_To do_
(a) From the news article below, set down the stretch from "Another blow on" through "statement was released." word for word.
(b) Answer each question using the news article below.
(i) How many types of non-academic misconduct does the Administrative Code section list?
(ii) How many members of the task force signed the statement opposing the reinstatement?
(iii) Who is UW-EC's Vice-Chancellor for EDI and Student Affairs?
(c) Decide whether each statement agrees with the news article below. Answer yes or no, and quote the words that decide it.
(i) The consultants completed the quantitative portion of their research.
(ii) The five players were removed from the university last fall.
(iii) Schmidt agreed to comment on the story in The Spectator.

╭─ Reading text

By David Gordon, associate editor
The external review of the UW-Eau Claire Athletics Department, which began in the wake of last fall’s racist Snapchat posts involving five Blugold football players, is on hold because of the COVID-19 pandemic, UW-EC Chancellor Jim Schmidt told the CVPost on Wednesday.
The review can’t be completed until COVID safety rules allow at least a dozen focus group sessions to take place, Schmidt said in an email response to a question about the external review’s status. He wrote that he didn’t have the specific details available, “but this is my understanding of the review.
“The consultants were able to complete (the) quantitative portion of their research, but COVID-19 and the subsequent closure of the campus has delayed the significant qualitative portion that relies on more than a dozen focus group sessions,” Schmidt wrote.
Those sessions are scheduled for completion this fall and the consultants “will issue a report and make recommendations following their study,” he added.
Significant developments
Schmidt’s comments came amid several significant developments in regard to the players linked to the Snapchat post. They were suspended from the football team last fall but were allowed to continue in school then and for the spring semester.
They were quietly reinstated after a panel of faculty, staff and students found that they had not violated any provisions in the UW-System’s Administrative Code section on student non-academic misconduct.
That section lists 19 types of non-academic misconduct but includes nothing about racist or other types of hate speech or action.
On Tuesday evening, UW-EC released prepared statements by Schmidt and three other administrators on the reinstatement of the five players and related matters. This apparently came about because The Spectator — the university’s student newspaper – was getting ready to post a story detailing the results of its major effort to investigate the whole situation.
That story reported that a majority of UW-EC football players didn’t want their five former teammates reinstated. It also quoted a statement by Jonathan Malueg, a football co-captain, who said the team members were “standing for what is right, while the university is allowing racism to exist within our teams.”
In his statement to The Spectator, Malueg added: “As a football team we know that to get to the root we cannot allow these five individuals back onto our team.”
Schmidt has declined requests from the CVPost and other news media to go beyond the comments in his prepared statement or to comment on the story in The Spectator.
Another blow on Thursday afternoon
On Thursday afternoon, the university’s stance took another blow. The Rapid Action Task Force appointed by Schmidt in December to recommend immediate improvements in UW-EC’s Equity, Diversity & Inclusion (EDI) programs issued a statement opposing the reinstatement of the five players and strongly criticizing the lack of transparency in that process.
The reinstatement procedures “are not in keeping with the promises made in the wake of multiple racist incidents on campus, nor do they uphold repeated pledges to be transparent,” the statement said. It was signed by all 16 members of the task force, including two students who had graduated and signed after the statement was released.
On Tuesday, one of the statements sent to the news media came from Warren Anderson, UW-EC’s Vice-Chancellor for EDI and Student Affairs. It listed completion of the “comprehensive external review” of athletics as the top item in a list of actions that are underway to set the university on “the course for inclusive excellence.”

╰─
╭─ Supplied material

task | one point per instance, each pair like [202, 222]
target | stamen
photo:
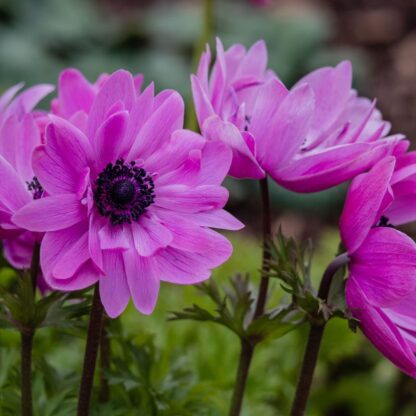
[36, 188]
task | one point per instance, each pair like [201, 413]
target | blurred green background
[188, 368]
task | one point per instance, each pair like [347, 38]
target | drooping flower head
[19, 135]
[381, 287]
[130, 199]
[312, 137]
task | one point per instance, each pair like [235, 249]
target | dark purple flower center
[123, 191]
[36, 188]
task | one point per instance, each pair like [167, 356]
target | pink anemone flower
[19, 135]
[131, 199]
[380, 290]
[315, 136]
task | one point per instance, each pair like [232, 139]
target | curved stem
[26, 372]
[91, 351]
[247, 347]
[267, 234]
[207, 23]
[314, 341]
[104, 394]
[34, 266]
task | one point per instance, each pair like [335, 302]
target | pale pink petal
[114, 291]
[362, 205]
[143, 280]
[385, 266]
[51, 213]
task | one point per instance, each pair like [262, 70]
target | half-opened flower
[19, 135]
[381, 286]
[315, 136]
[131, 200]
[344, 135]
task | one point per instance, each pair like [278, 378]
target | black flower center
[123, 191]
[36, 188]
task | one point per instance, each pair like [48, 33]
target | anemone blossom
[380, 290]
[131, 198]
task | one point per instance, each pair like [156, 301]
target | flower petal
[51, 213]
[379, 329]
[114, 290]
[385, 266]
[143, 280]
[363, 202]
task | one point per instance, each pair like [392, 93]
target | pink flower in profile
[19, 135]
[315, 136]
[381, 286]
[131, 200]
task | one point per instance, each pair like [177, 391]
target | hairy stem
[314, 341]
[34, 266]
[104, 394]
[207, 24]
[91, 351]
[26, 372]
[247, 348]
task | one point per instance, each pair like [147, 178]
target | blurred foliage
[188, 368]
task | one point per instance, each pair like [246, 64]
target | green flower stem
[248, 346]
[26, 372]
[26, 337]
[314, 341]
[91, 352]
[208, 23]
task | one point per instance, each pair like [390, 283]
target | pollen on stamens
[123, 191]
[35, 188]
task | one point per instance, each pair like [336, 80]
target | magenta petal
[51, 213]
[288, 130]
[118, 87]
[72, 259]
[143, 280]
[109, 138]
[157, 130]
[216, 219]
[362, 205]
[114, 291]
[150, 235]
[182, 198]
[114, 237]
[75, 93]
[13, 191]
[385, 266]
[244, 164]
[62, 165]
[379, 329]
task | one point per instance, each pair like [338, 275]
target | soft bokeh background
[186, 368]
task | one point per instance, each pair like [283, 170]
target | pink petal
[114, 237]
[158, 128]
[51, 213]
[75, 93]
[62, 164]
[150, 235]
[379, 329]
[385, 266]
[182, 198]
[72, 259]
[244, 164]
[143, 280]
[362, 204]
[109, 138]
[118, 87]
[13, 191]
[114, 291]
[288, 130]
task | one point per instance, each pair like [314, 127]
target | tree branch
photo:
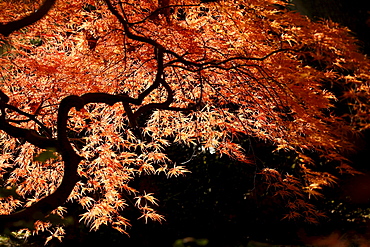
[10, 27]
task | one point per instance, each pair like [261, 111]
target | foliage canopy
[94, 91]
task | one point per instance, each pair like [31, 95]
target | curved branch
[10, 27]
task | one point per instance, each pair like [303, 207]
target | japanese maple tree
[93, 91]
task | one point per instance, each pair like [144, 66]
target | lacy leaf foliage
[151, 74]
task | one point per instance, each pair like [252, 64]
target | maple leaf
[109, 89]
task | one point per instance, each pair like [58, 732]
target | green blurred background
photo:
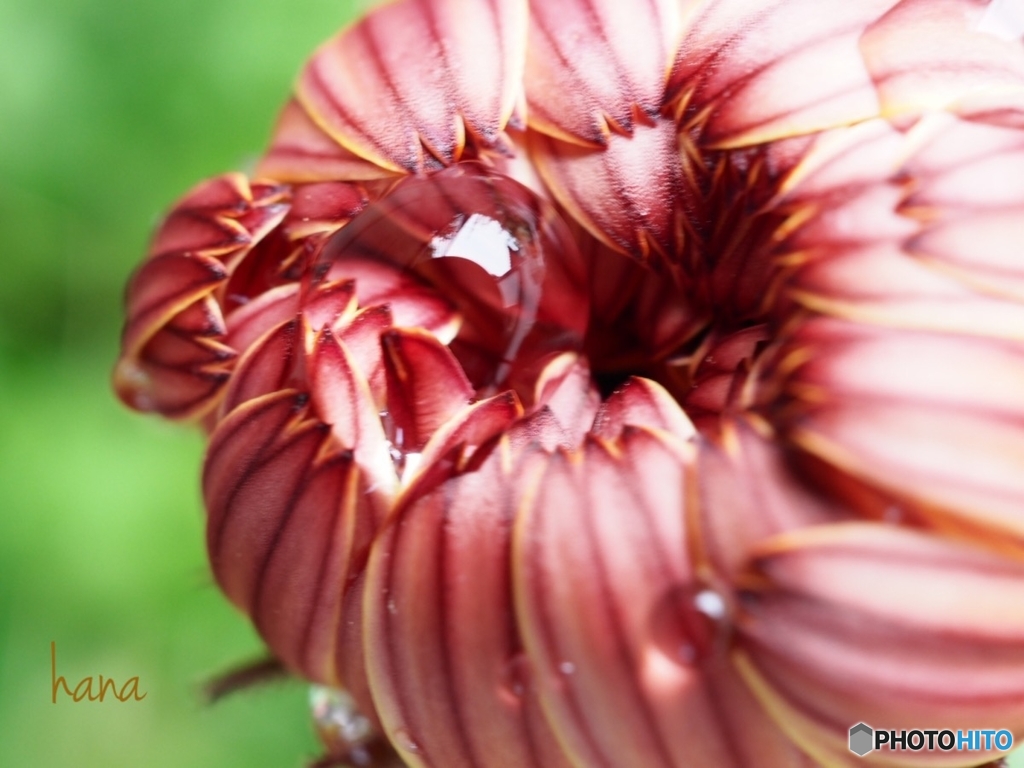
[109, 112]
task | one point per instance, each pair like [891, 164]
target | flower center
[500, 254]
[527, 286]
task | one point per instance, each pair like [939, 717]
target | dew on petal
[337, 717]
[501, 254]
[404, 741]
[514, 676]
[689, 625]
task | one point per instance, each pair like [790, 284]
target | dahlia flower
[617, 385]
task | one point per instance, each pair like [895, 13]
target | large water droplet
[337, 718]
[689, 625]
[501, 254]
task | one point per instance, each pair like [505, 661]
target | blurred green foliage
[109, 112]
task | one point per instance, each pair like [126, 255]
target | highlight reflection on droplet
[498, 252]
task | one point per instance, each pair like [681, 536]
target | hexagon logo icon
[861, 739]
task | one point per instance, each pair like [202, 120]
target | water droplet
[403, 740]
[515, 676]
[501, 254]
[690, 624]
[337, 718]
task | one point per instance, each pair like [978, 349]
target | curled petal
[630, 195]
[174, 357]
[254, 318]
[870, 623]
[641, 402]
[255, 469]
[566, 388]
[473, 427]
[445, 668]
[425, 386]
[361, 337]
[302, 152]
[627, 663]
[270, 365]
[748, 493]
[933, 420]
[179, 371]
[341, 397]
[969, 181]
[403, 87]
[595, 67]
[737, 64]
[413, 304]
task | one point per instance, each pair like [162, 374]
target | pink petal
[749, 73]
[596, 67]
[871, 623]
[630, 670]
[641, 402]
[472, 427]
[445, 668]
[403, 86]
[630, 195]
[749, 492]
[256, 467]
[565, 387]
[302, 152]
[926, 54]
[413, 303]
[361, 337]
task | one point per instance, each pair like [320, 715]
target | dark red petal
[630, 195]
[566, 388]
[748, 493]
[630, 670]
[341, 397]
[255, 470]
[641, 402]
[268, 366]
[425, 386]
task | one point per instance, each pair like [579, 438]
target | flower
[606, 384]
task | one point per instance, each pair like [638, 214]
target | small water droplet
[501, 254]
[403, 740]
[689, 625]
[893, 514]
[337, 718]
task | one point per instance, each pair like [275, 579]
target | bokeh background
[109, 112]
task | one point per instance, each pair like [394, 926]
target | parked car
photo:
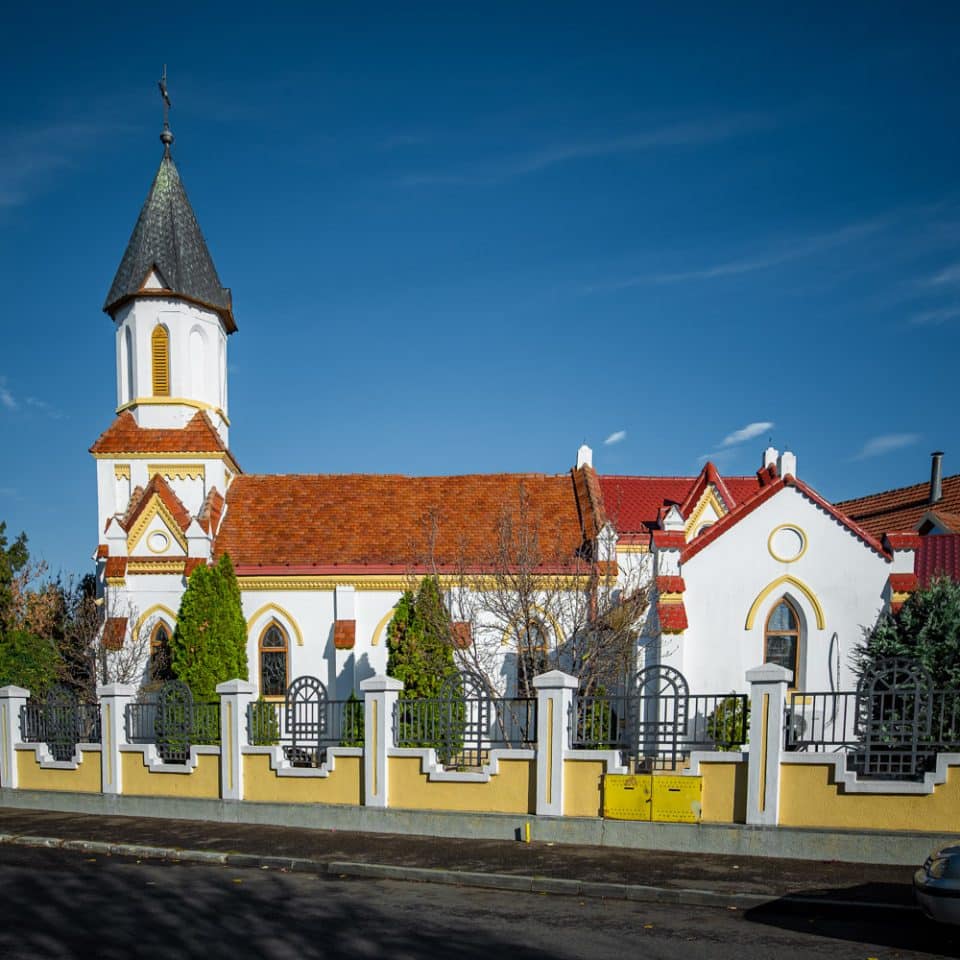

╰─

_Answers to the exercise_
(a)
Another blow on Thursday afternoon
On Thursday afternoon, the university’s stance took another blow. The Rapid Action Task Force appointed by Schmidt in December to recommend immediate improvements in UW-EC’s Equity, Diversity & Inclusion (EDI) programs issued a statement opposing the reinstatement of the five players and strongly criticizing the lack of transparency in that process.
The reinstatement procedures “are not in keeping with the promises made in the wake of multiple racist incidents on campus, nor do they uphold repeated pledges to be transparent,” the statement said. It was signed by all 16 members of the task force, including two students who had graduated and signed after the statement was released.

(b)
(i) 19
(ii) 16
(iii) Warren Anderson

(c)
(i) Yes: "The consultants were able to complete (the) quantitative portion of their research"
(ii) No: "were allowed to continue in school then and for the spring semester"
(iii) No: "Schmidt has declined requests from the CVPost and other news media to go beyond the comments in his prepared statement or to comment on the story in The Spectator."